- _Document text_
......

At the launch event for his posthumously released final book, Brief Answers to the Big Questions, a message was played that the scientist had recorded prior to his death in March.
In the recording, the late cosmologist said education and science were 'in danger now more than ever before' and that experts were not being respected.
"We are ... in danger of becoming culturally isolated and insular and increasingly remote from where progress is being made," he said.
"What lies ahead for those who are young now? I can say with confidence that their future will depend more on science and technology than any previous generations has done."
He also urged young people "to look up at the stars and not down at your feet ... And wonder about what makes the universe exist."
Hawking continued: "It matters that you don't give up. Unleash your imagination. Shape the future."
Along with his warnings, he said Donald Trump's US presidency and Britain's vote to leave the European Union were part of 'a global revolt against experts', adding: "That includes scientists."
He also recognised that science is yet to overcome some pretty major challenges - including climate change, overpopulation, species going extinct, destruction to forests and the death of the oceans.
Hawking's daughter Lucy attended the book launch and said said hearing her father's 'unmistakable voice' had been 'very emotional'.
"I turned away, because I had tears forming in my eyes," she said. "I feel sometimes like he's still here because we talk about him and we hear his voice and we see images of him, and then we have the reminder that he's left us. We think he would have been very honoured to take his place in history."

......

- _Information supplied_
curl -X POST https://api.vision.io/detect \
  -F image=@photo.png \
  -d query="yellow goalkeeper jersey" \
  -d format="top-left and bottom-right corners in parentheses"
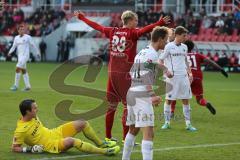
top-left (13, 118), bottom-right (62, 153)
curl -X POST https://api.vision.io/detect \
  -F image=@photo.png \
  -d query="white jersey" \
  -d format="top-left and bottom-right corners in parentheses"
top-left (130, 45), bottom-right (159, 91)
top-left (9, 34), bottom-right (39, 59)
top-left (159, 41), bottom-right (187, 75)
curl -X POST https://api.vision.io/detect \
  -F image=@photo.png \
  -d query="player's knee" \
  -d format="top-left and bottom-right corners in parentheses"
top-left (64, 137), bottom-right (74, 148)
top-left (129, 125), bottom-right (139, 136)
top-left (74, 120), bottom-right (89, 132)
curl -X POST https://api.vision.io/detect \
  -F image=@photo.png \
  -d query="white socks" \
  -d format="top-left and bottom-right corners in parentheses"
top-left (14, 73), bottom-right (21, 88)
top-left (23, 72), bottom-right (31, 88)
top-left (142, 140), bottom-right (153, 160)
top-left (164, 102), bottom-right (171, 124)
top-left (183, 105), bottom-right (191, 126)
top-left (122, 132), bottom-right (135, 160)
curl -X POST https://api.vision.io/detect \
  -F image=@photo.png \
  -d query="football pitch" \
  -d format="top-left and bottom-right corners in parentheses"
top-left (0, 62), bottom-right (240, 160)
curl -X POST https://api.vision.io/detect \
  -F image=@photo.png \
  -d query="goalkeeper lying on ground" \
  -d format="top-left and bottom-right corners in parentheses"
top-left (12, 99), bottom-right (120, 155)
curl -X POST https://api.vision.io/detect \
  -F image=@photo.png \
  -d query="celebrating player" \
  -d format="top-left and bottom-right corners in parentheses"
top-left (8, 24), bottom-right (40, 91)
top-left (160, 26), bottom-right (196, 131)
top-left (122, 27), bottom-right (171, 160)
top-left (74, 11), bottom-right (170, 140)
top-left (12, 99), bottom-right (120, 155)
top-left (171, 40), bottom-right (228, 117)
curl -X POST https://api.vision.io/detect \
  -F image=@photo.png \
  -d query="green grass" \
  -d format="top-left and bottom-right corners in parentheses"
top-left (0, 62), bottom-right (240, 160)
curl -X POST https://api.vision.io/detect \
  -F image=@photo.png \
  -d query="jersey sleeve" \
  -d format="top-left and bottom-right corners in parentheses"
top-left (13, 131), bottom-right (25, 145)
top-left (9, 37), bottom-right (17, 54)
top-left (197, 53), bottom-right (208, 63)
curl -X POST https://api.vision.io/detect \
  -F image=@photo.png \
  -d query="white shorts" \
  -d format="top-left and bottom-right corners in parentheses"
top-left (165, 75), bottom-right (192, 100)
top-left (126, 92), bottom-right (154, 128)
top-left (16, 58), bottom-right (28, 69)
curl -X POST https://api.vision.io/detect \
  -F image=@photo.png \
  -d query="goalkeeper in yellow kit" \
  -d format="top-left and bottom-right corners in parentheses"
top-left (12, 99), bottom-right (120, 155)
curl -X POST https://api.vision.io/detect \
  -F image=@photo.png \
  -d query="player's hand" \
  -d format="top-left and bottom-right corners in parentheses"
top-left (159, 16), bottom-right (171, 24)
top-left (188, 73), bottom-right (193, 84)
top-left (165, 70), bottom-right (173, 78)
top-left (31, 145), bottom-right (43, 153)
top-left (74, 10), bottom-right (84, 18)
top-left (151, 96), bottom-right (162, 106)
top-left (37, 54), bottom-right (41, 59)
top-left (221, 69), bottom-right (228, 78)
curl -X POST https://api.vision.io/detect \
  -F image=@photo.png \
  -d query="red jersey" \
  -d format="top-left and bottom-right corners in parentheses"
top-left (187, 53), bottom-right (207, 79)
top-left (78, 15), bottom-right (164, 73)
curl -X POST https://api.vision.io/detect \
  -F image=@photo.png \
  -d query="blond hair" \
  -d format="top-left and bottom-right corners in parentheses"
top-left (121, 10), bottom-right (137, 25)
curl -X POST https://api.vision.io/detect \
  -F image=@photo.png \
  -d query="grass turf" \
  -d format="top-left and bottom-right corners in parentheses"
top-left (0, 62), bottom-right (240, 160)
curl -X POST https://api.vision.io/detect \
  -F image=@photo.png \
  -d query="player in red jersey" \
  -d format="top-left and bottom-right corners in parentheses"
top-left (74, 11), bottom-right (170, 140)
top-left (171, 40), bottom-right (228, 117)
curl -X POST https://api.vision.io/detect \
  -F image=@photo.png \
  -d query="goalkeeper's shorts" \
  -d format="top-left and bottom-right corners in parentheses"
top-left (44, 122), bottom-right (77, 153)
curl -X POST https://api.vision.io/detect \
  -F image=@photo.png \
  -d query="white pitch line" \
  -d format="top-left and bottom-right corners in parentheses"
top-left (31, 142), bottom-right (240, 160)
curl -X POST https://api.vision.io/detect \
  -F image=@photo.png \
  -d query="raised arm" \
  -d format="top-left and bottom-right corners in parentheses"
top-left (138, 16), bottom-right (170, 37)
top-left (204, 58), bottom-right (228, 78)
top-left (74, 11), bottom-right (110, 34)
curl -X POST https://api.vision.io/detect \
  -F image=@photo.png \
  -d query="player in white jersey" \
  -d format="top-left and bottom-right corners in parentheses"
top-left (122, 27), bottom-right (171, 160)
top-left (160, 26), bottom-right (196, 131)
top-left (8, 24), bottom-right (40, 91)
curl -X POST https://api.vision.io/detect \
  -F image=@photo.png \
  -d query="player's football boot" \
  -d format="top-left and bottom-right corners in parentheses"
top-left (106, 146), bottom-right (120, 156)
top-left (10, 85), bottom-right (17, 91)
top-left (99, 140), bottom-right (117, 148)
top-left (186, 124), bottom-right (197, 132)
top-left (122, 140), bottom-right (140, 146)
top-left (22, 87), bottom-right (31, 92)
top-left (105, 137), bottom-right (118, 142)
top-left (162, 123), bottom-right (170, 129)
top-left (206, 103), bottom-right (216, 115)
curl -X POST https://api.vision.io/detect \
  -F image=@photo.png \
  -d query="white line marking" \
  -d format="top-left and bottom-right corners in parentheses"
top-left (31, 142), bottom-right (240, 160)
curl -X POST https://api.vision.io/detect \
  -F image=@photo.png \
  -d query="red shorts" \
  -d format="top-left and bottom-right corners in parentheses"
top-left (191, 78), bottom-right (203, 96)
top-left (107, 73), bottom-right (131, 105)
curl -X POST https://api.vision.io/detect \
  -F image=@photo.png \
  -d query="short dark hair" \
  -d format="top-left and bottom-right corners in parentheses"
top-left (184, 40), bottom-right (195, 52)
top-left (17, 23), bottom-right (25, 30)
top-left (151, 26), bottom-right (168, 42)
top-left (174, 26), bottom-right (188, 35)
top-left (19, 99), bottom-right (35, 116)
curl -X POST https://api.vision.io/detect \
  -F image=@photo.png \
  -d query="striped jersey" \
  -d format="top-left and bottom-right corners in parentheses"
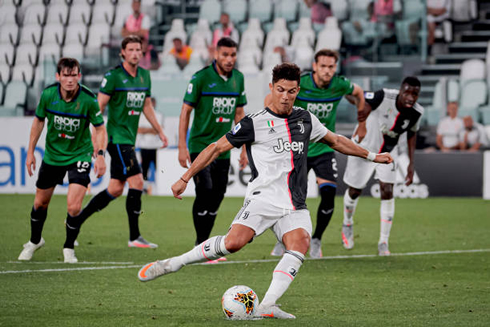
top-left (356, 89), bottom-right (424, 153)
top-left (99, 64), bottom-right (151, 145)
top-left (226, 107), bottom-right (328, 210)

......

Retype the part of the text about Hawking's recorded message that starts with "He also urged" and goes on through "of the oceans.".

He also urged young people "to look up at the stars and not down at your feet ... And wonder about what makes the universe exist."
Hawking continued: "It matters that you don't give up. Unleash your imagination. Shape the future."
Along with his warnings, he said Donald Trump's US presidency and Britain's vote to leave the European Union were part of 'a global revolt against experts', adding: "That includes scientists."
He also recognised that science is yet to overcome some pretty major challenges - including climate change, overpopulation, species going extinct, destruction to forests and the death of the oceans.